• [Instruksi 1]
Terjemahkan kalimat "Beliau melakukan dengan ikhlas tanpa pamrih." dari teks tentang Mbah Sadiman ke dalam bahasa Inggris.
• [Instruksi 2]
Tolong salin dengan persis bagian teks tentang Mbah Sadiman dari "Loyalitas si Mbah" sampai "yang dia miliki.".
• [Instruksi 3]
Lanjutkan teks tentang Mbah Sadiman mulai dari kalimat terakhir yang ada.

• [Kutipan Teks]
· · ·

Belajar Mencintai Alam ala Mbah Sadiman
Sebelum isu pemanasan global se-heboh sekarang. Mbah Sadiman sudah terlebih dahulu melakukan aktivitas untuk mengurangi dampak pemanasan global dengan cara menanam pohon diatas lahan berbukit yang tandus seluas 100 hektar yang diakibatkan oleh aktivitas perambahan secara besar-besaran. aktivitasnya mulia ini dilakukan seorang diri.
Loyalitas si Mbah
Tahun 1996 awal mulai nya kegiatan ini dilakukan, pohon yang ditanam sudah puluhan ribu pohon. Awal mulanya si mbah melakukan kegiatan penghijauan ini ketika melihat kondisi yang tiap tahunnya tambah parah. Pria yang lahir dan menikmati hari tuanya di Dusun Dali, Desa Geneng, Bulukerto, Wonogiri, Jateng berupaya melestarikan lingkungan dengan pengetahuan seadanya yang dia miliki.
Uniknya dia menanam pohon Beringin. Si Mbah mendapat bibit beringin dengan cara menukar tanaman cengkeh dengan beringin, makanya beliau sering di sebut orang gila. Bagaimana tidak dikatakan orang gila, pohon beringin jika dilihat secara manfaatnya tidak dapat menghasilkan sesuatu yang bernilai jual. Bahkan tidak pernah ada orang yang menjual kayu beringin. Yang ada di benak kita, beringin merupakan tempat berkumpulnya jin atau makhluk gaib. Dari alasan inilah Mbah Sadiman melakukan upaya konservasi dengan tanaman Beringin yang tidak memiliki nilai ekonomis tapi memiliki sejuta manfaat secara tidak langsung. Jika beringin ditanam, maka sebagian orang beranggapan ini rumah hantu, jadinya mereka tidak akan berani untuk menebangnya.
Cerdas memang, ketika sebagian orang berlomba-lomba mengelola hutan baik dalam bentuk HKm, HTR dan lain sebagainya, justru si Mbah hanya menanam pohon yang tidak bernilai jual. Tapi ada sesuatu yang sebagian orang tidak mengerti apa tujuan dari mbah Sadiman melakukan hal ini.
Mbah Sadiman memang orang yang memiliki loyalitas tinggi bagi alam. Bayang kan saja bagaimana loyalitas dan totalitasnya seorang yang tua dengan usia yang renta. Uang hasil dari mencari rumput, menjual cengkeh dan hasil menjual kambing digunakan untuk membeli bibit sekaligus merawat tanaman yang beliau tanam. Beliau melakukan dengan ikhlas tanpa pamrih.
Dulu sumber air mata sekarang menjadi sumber mata air.

· · ·

• [Daftar Item]

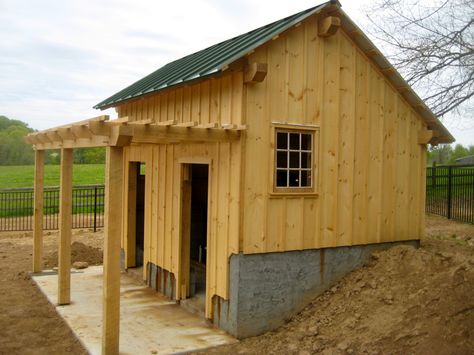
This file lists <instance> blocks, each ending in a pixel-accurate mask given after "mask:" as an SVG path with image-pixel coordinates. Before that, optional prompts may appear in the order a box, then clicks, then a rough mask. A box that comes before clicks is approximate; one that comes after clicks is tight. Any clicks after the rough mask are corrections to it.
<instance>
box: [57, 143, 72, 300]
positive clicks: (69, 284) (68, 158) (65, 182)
mask: <svg viewBox="0 0 474 355" xmlns="http://www.w3.org/2000/svg"><path fill="white" fill-rule="evenodd" d="M72 153H73V150H72V149H61V176H60V186H59V248H58V249H59V255H58V259H59V260H58V304H60V305H61V304H69V303H70V302H71V232H72V158H73V154H72Z"/></svg>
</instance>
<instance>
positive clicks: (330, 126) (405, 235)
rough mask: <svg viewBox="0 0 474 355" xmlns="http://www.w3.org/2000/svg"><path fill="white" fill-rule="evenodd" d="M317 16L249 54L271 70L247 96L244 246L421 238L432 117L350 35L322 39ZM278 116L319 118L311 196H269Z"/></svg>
mask: <svg viewBox="0 0 474 355" xmlns="http://www.w3.org/2000/svg"><path fill="white" fill-rule="evenodd" d="M316 21H317V20H316V18H312V19H311V18H310V19H308V20H307V21H304V22H303V23H302V25H301V26H299V27H296V28H292V29H290V30H288V31H287V32H286V33H283V34H281V35H280V36H279V37H278V38H277V39H274V40H272V41H270V42H268V43H267V44H265V45H264V46H262V47H260V48H259V49H257V50H256V51H255V52H254V53H252V54H251V55H250V56H249V61H251V62H263V63H267V64H268V74H267V77H266V79H265V80H264V81H263V82H262V83H258V84H254V85H249V86H247V87H246V89H245V96H244V109H245V113H244V116H245V117H246V119H247V125H248V130H247V132H246V141H245V146H246V149H245V158H244V164H245V168H244V172H245V174H244V185H243V189H244V191H243V195H242V196H243V210H242V213H243V223H242V225H243V226H242V228H243V238H244V239H243V243H242V244H243V252H244V253H261V252H274V251H286V250H300V249H307V248H321V247H331V246H342V245H355V244H367V243H377V242H387V241H396V240H408V239H419V238H420V237H421V236H422V233H421V230H422V229H423V227H422V226H421V224H422V223H423V213H422V208H421V207H422V205H423V200H422V199H423V192H422V191H423V190H420V189H423V188H424V187H423V181H422V180H420V176H422V170H423V169H422V167H423V164H424V163H423V159H424V155H425V147H424V146H421V145H419V144H418V142H417V134H418V130H420V129H422V128H423V127H425V124H424V123H422V120H421V118H420V116H419V115H418V114H417V113H416V112H415V111H414V110H413V108H412V107H410V106H409V105H408V103H407V102H406V101H405V100H404V99H403V98H402V97H401V95H400V94H399V93H398V92H397V91H396V90H395V89H394V88H393V86H392V85H391V84H389V82H388V80H387V79H386V78H385V76H384V75H383V74H382V73H381V72H380V71H379V70H378V69H377V68H376V66H375V65H374V64H373V63H372V62H371V60H370V59H369V58H368V57H367V56H366V55H365V54H364V53H363V52H362V51H361V50H360V49H359V48H358V47H357V46H355V45H354V43H353V42H352V40H351V39H350V37H349V36H347V35H346V34H345V33H344V32H343V31H342V30H339V31H338V33H337V34H336V35H334V36H330V37H328V38H320V37H318V36H317V23H316ZM272 122H286V123H296V124H316V125H318V124H319V125H320V130H319V144H318V146H317V147H316V151H315V159H316V163H317V172H318V174H317V176H316V181H315V184H316V188H315V192H314V194H310V195H300V196H279V195H275V194H273V193H272V189H273V166H272V164H273V156H272V154H273V149H274V147H273V145H272V144H273V143H272V142H273V137H271V134H272V132H273V131H272ZM268 149H269V150H268Z"/></svg>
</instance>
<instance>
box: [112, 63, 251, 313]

· · ·

• [Kotak Jawaban 1]
He did it sincerely, expecting nothing in return.

• [Kotak Jawaban 2]
Loyalitas si Mbah
Tahun 1996 awal mulai nya kegiatan ini dilakukan, pohon yang ditanam sudah puluhan ribu pohon. Awal mulanya si mbah melakukan kegiatan penghijauan ini ketika melihat kondisi yang tiap tahunnya tambah parah. Pria yang lahir dan menikmati hari tuanya di Dusun Dali, Desa Geneng, Bulukerto, Wonogiri, Jateng berupaya melestarikan lingkungan dengan pengetahuan seadanya yang dia miliki.

• [Kotak Jawaban 3]
Berbanding terbalik dengan beliau-beliau yang berpendidikan TINGGI, katanya Calon Pemimpin tapi pohon disakiti, dihiasi dengan berbagai macam hiasan tanpa merasa bersalah dan berdosa. Mbah Sadiman seorang yang tidak pernah bersekolah setinggi orang-orang yang mengaku pintar, tapi dia membuktikan lewat tindakan nyata menyelamatkan bumi ini.
Saya malu dengan mbah Sadiman, tiada teori satu pun yang dia ketahui. Yang dia tau hanya pohon bisa tumbuh, menjaga agar tidak longsor dan menciptakan sumber mata air. Berbeda dengan kita kebanyakan teori dan perencanaan. Seolah-olah jika kita telisik, kita ini tidak ikhlas menyelamatkan bumi. Kenapa demikian, lihat saja sudah berapa miliar uang digelontorkan untuk mengatasi permasalahan yang sekarang terjadi (Pemanasan Global) tapi buktinya ???.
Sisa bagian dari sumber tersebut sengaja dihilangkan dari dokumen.